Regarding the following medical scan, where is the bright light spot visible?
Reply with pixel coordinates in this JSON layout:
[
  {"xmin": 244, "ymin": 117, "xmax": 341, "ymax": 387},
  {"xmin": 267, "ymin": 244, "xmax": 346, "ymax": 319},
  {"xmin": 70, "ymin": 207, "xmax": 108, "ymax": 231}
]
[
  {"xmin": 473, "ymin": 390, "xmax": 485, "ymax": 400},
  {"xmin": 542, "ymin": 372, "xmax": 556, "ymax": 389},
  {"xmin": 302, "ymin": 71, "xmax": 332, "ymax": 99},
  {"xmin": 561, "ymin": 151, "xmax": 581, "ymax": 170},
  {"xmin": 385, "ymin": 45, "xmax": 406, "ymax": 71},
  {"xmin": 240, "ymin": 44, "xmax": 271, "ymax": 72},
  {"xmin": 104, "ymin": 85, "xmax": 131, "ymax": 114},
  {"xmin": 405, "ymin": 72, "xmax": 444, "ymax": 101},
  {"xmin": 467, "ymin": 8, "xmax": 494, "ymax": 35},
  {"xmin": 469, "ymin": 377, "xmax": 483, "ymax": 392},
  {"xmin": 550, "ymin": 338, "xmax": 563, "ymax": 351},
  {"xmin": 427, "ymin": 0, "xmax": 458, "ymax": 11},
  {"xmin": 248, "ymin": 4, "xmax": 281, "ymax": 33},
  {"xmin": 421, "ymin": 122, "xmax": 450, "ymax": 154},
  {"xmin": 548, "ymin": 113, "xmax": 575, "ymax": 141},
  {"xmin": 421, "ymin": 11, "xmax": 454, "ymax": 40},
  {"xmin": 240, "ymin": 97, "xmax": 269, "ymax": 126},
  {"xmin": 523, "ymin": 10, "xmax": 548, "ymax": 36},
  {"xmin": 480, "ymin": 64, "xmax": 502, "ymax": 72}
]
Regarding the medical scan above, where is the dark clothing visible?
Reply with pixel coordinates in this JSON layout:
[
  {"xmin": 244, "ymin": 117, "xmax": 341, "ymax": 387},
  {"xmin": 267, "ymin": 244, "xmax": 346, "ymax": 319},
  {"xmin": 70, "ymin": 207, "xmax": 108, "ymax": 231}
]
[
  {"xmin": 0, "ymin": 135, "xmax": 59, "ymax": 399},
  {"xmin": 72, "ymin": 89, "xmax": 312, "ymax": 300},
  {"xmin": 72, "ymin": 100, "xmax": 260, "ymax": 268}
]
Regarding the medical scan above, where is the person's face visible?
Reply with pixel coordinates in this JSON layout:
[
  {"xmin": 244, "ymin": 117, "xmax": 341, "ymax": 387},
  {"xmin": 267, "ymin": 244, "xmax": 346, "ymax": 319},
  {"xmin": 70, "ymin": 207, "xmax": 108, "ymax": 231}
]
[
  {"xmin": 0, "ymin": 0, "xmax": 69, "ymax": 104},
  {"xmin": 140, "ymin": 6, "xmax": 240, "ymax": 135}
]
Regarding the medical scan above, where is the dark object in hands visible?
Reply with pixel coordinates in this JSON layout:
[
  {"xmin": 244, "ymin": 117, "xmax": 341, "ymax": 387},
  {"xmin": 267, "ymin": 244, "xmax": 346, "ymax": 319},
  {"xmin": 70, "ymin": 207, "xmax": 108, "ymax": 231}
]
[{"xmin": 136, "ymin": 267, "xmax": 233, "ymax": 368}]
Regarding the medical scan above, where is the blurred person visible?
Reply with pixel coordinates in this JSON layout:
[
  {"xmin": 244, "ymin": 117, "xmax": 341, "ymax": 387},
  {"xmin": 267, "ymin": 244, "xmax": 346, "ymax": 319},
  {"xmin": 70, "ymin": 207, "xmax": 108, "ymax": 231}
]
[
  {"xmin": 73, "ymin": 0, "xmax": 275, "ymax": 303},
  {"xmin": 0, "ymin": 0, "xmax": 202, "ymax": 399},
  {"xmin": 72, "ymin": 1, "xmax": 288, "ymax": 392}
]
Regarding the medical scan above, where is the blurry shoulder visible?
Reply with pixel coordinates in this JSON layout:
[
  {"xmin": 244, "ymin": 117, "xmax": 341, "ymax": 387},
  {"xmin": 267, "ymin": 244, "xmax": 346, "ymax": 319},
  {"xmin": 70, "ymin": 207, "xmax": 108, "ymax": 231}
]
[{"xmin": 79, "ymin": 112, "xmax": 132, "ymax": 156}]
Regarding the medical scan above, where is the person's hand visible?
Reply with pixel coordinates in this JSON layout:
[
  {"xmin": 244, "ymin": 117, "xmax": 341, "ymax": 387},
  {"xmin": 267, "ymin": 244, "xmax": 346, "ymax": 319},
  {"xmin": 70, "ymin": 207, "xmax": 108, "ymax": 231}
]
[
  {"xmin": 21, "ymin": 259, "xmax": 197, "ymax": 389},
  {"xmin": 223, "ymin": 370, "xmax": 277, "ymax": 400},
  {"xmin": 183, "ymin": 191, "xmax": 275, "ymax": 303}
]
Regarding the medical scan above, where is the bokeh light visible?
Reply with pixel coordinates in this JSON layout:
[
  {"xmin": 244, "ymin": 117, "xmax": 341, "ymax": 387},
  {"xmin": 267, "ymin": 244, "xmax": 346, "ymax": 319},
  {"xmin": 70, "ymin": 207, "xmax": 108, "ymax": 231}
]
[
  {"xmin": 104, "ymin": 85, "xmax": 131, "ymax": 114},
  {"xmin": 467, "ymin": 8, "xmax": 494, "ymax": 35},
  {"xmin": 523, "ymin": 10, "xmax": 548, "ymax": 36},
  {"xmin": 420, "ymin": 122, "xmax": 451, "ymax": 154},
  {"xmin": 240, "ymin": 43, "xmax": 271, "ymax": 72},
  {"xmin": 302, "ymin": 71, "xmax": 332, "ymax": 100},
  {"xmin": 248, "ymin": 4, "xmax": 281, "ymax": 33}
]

# SET PROBLEM:
Duplicate all of the items above verbatim, changing nothing.

# CORRECT OUTPUT:
Regarding the following medical scan, where is the bright light spot visible?
Reply with pixel coordinates in this JSON layout:
[
  {"xmin": 244, "ymin": 117, "xmax": 341, "ymax": 387},
  {"xmin": 267, "ymin": 244, "xmax": 346, "ymax": 319},
  {"xmin": 70, "ymin": 207, "xmax": 108, "ymax": 231}
]
[
  {"xmin": 473, "ymin": 390, "xmax": 485, "ymax": 400},
  {"xmin": 542, "ymin": 372, "xmax": 556, "ymax": 389},
  {"xmin": 302, "ymin": 71, "xmax": 332, "ymax": 99},
  {"xmin": 561, "ymin": 151, "xmax": 581, "ymax": 170},
  {"xmin": 385, "ymin": 45, "xmax": 406, "ymax": 71},
  {"xmin": 240, "ymin": 44, "xmax": 271, "ymax": 72},
  {"xmin": 104, "ymin": 85, "xmax": 131, "ymax": 114},
  {"xmin": 405, "ymin": 72, "xmax": 444, "ymax": 101},
  {"xmin": 467, "ymin": 8, "xmax": 494, "ymax": 35},
  {"xmin": 469, "ymin": 377, "xmax": 483, "ymax": 392},
  {"xmin": 550, "ymin": 338, "xmax": 563, "ymax": 351},
  {"xmin": 427, "ymin": 0, "xmax": 458, "ymax": 11},
  {"xmin": 248, "ymin": 4, "xmax": 281, "ymax": 33},
  {"xmin": 421, "ymin": 122, "xmax": 450, "ymax": 154},
  {"xmin": 548, "ymin": 113, "xmax": 575, "ymax": 141},
  {"xmin": 421, "ymin": 11, "xmax": 454, "ymax": 40},
  {"xmin": 240, "ymin": 97, "xmax": 269, "ymax": 126},
  {"xmin": 523, "ymin": 10, "xmax": 548, "ymax": 36},
  {"xmin": 480, "ymin": 64, "xmax": 502, "ymax": 72}
]
Regarding the medical scan above, where is the dark clothing visible?
Reply with pixel coordinates in this JSON layout:
[
  {"xmin": 244, "ymin": 117, "xmax": 341, "ymax": 387},
  {"xmin": 267, "ymin": 244, "xmax": 346, "ymax": 319},
  {"xmin": 70, "ymin": 207, "xmax": 108, "ymax": 231}
]
[
  {"xmin": 0, "ymin": 135, "xmax": 59, "ymax": 399},
  {"xmin": 72, "ymin": 89, "xmax": 312, "ymax": 300},
  {"xmin": 72, "ymin": 100, "xmax": 260, "ymax": 268}
]
Regarding the medical scan above, where is the person's face visible?
Reply with pixel coordinates in this JSON layout:
[
  {"xmin": 244, "ymin": 117, "xmax": 341, "ymax": 387},
  {"xmin": 267, "ymin": 244, "xmax": 346, "ymax": 319},
  {"xmin": 70, "ymin": 207, "xmax": 108, "ymax": 231}
]
[
  {"xmin": 0, "ymin": 0, "xmax": 69, "ymax": 104},
  {"xmin": 140, "ymin": 6, "xmax": 240, "ymax": 135}
]
Regarding the medical scan above, where is the dark object in hands visible?
Reply with pixel coordinates in this JSON layout:
[
  {"xmin": 244, "ymin": 117, "xmax": 341, "ymax": 387},
  {"xmin": 267, "ymin": 244, "xmax": 346, "ymax": 319},
  {"xmin": 70, "ymin": 207, "xmax": 108, "ymax": 231}
]
[{"xmin": 136, "ymin": 267, "xmax": 233, "ymax": 368}]
Regarding the medical scan above, where is the blurred person visible?
Reply with pixel coordinates in this JSON layout:
[
  {"xmin": 244, "ymin": 117, "xmax": 341, "ymax": 387},
  {"xmin": 267, "ymin": 244, "xmax": 346, "ymax": 319},
  {"xmin": 70, "ymin": 207, "xmax": 108, "ymax": 231}
]
[
  {"xmin": 73, "ymin": 0, "xmax": 275, "ymax": 303},
  {"xmin": 0, "ymin": 0, "xmax": 202, "ymax": 399},
  {"xmin": 72, "ymin": 1, "xmax": 288, "ymax": 392}
]
Regarding the medical scan above, where is the blurry shoulder visible?
Reply with pixel coordinates in this JSON layout:
[
  {"xmin": 244, "ymin": 117, "xmax": 341, "ymax": 387},
  {"xmin": 267, "ymin": 244, "xmax": 346, "ymax": 319},
  {"xmin": 70, "ymin": 207, "xmax": 108, "ymax": 231}
]
[{"xmin": 79, "ymin": 112, "xmax": 132, "ymax": 156}]
Regarding the medical scan above, where is the person's hand visible?
Reply with pixel coordinates in this JSON layout:
[
  {"xmin": 244, "ymin": 117, "xmax": 341, "ymax": 387},
  {"xmin": 267, "ymin": 244, "xmax": 346, "ymax": 319},
  {"xmin": 70, "ymin": 207, "xmax": 108, "ymax": 231}
]
[
  {"xmin": 21, "ymin": 259, "xmax": 197, "ymax": 389},
  {"xmin": 223, "ymin": 370, "xmax": 277, "ymax": 400},
  {"xmin": 183, "ymin": 191, "xmax": 275, "ymax": 303}
]
Regarding the medical scan above, where is the bokeh light visible?
Reply with pixel coordinates in this JSON layout:
[
  {"xmin": 244, "ymin": 117, "xmax": 341, "ymax": 387},
  {"xmin": 267, "ymin": 244, "xmax": 346, "ymax": 319},
  {"xmin": 70, "ymin": 207, "xmax": 108, "ymax": 231}
]
[
  {"xmin": 104, "ymin": 85, "xmax": 131, "ymax": 114},
  {"xmin": 467, "ymin": 8, "xmax": 494, "ymax": 35},
  {"xmin": 523, "ymin": 10, "xmax": 548, "ymax": 36},
  {"xmin": 420, "ymin": 122, "xmax": 451, "ymax": 154},
  {"xmin": 240, "ymin": 43, "xmax": 271, "ymax": 72},
  {"xmin": 302, "ymin": 71, "xmax": 332, "ymax": 100},
  {"xmin": 248, "ymin": 4, "xmax": 281, "ymax": 33}
]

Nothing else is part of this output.